**TASK ITEM**
Lines containing the word "railing" are to be copied from the data below.

Referring expression data

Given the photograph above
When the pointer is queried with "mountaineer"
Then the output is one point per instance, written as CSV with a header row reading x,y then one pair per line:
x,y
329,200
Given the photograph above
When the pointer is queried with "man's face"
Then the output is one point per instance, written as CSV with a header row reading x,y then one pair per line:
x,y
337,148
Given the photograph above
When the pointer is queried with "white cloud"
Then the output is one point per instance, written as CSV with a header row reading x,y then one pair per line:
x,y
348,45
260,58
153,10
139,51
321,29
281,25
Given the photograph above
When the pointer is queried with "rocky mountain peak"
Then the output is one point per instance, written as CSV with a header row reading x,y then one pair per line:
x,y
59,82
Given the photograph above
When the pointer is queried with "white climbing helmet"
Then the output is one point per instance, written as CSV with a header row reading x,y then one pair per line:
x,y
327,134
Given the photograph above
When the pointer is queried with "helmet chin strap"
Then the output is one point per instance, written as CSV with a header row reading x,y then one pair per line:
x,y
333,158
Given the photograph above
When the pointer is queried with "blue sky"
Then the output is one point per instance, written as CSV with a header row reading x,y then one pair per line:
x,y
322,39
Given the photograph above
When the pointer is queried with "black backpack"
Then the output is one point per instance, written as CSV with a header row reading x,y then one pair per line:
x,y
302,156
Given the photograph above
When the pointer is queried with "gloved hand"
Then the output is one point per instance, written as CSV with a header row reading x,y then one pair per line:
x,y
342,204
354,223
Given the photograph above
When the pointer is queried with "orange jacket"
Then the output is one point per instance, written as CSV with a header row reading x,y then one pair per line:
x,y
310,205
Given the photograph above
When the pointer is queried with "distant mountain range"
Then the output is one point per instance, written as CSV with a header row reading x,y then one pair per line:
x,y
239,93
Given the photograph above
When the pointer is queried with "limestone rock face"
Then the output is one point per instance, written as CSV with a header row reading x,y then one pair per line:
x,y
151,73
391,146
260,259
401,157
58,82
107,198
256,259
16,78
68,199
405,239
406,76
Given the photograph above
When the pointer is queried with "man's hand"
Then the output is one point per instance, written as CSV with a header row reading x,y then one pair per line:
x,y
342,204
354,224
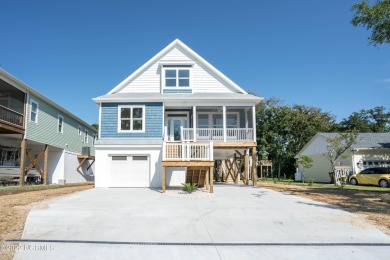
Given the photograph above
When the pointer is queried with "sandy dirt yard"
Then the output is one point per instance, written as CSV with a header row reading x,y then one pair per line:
x,y
14,208
366,203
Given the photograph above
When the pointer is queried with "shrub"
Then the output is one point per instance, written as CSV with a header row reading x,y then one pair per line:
x,y
189,187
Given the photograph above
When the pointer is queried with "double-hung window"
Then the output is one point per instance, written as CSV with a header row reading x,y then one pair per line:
x,y
34,111
86,136
177,76
60,127
131,119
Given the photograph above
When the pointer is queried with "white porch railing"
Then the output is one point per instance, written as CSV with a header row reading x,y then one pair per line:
x,y
216,134
187,151
10,116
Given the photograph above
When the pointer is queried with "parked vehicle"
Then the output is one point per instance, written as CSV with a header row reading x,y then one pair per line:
x,y
372,176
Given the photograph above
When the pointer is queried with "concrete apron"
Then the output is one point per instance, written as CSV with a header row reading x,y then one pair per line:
x,y
237,222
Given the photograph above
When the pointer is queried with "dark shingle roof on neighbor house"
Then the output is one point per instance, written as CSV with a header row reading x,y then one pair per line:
x,y
367,140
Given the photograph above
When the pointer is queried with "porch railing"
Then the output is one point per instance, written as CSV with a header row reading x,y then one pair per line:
x,y
187,151
11,117
217,134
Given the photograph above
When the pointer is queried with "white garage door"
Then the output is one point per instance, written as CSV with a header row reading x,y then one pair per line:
x,y
129,171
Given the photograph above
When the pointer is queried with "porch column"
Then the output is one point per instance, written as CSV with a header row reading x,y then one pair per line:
x,y
211,174
45,164
194,121
207,178
254,122
224,122
22,160
254,166
246,167
164,175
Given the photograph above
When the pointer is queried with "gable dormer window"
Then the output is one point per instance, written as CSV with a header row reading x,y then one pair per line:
x,y
177,76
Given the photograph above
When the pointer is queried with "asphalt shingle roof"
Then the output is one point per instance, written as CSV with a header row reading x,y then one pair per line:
x,y
117,97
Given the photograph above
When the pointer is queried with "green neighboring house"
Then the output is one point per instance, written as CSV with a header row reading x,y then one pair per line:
x,y
51,142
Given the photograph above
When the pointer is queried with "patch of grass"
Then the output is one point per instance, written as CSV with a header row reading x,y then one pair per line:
x,y
19,189
310,182
28,187
189,187
327,185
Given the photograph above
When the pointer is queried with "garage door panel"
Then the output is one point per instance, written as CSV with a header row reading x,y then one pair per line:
x,y
130,171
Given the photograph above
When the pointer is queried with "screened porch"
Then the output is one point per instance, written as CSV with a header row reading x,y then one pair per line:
x,y
210,124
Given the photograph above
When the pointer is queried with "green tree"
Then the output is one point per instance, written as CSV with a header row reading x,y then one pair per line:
x,y
336,148
375,18
375,120
282,130
306,162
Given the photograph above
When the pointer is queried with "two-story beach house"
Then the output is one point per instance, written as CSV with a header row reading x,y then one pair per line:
x,y
40,139
176,114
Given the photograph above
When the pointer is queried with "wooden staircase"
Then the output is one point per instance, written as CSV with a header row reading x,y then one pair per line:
x,y
196,175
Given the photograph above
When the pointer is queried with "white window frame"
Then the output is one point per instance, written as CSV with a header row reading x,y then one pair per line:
x,y
36,113
62,125
177,67
131,119
86,136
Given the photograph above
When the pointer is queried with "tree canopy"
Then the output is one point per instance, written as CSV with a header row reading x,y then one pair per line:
x,y
375,18
375,120
282,130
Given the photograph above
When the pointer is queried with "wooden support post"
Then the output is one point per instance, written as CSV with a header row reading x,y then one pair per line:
x,y
45,165
207,178
22,160
164,178
254,166
220,170
211,179
236,171
246,167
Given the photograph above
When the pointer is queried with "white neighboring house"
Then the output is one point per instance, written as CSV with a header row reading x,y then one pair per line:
x,y
370,150
174,112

**SOLVED EXERCISE**
When the pointer is queried with "white porch railing"
When the pointer is queried with "porch railing"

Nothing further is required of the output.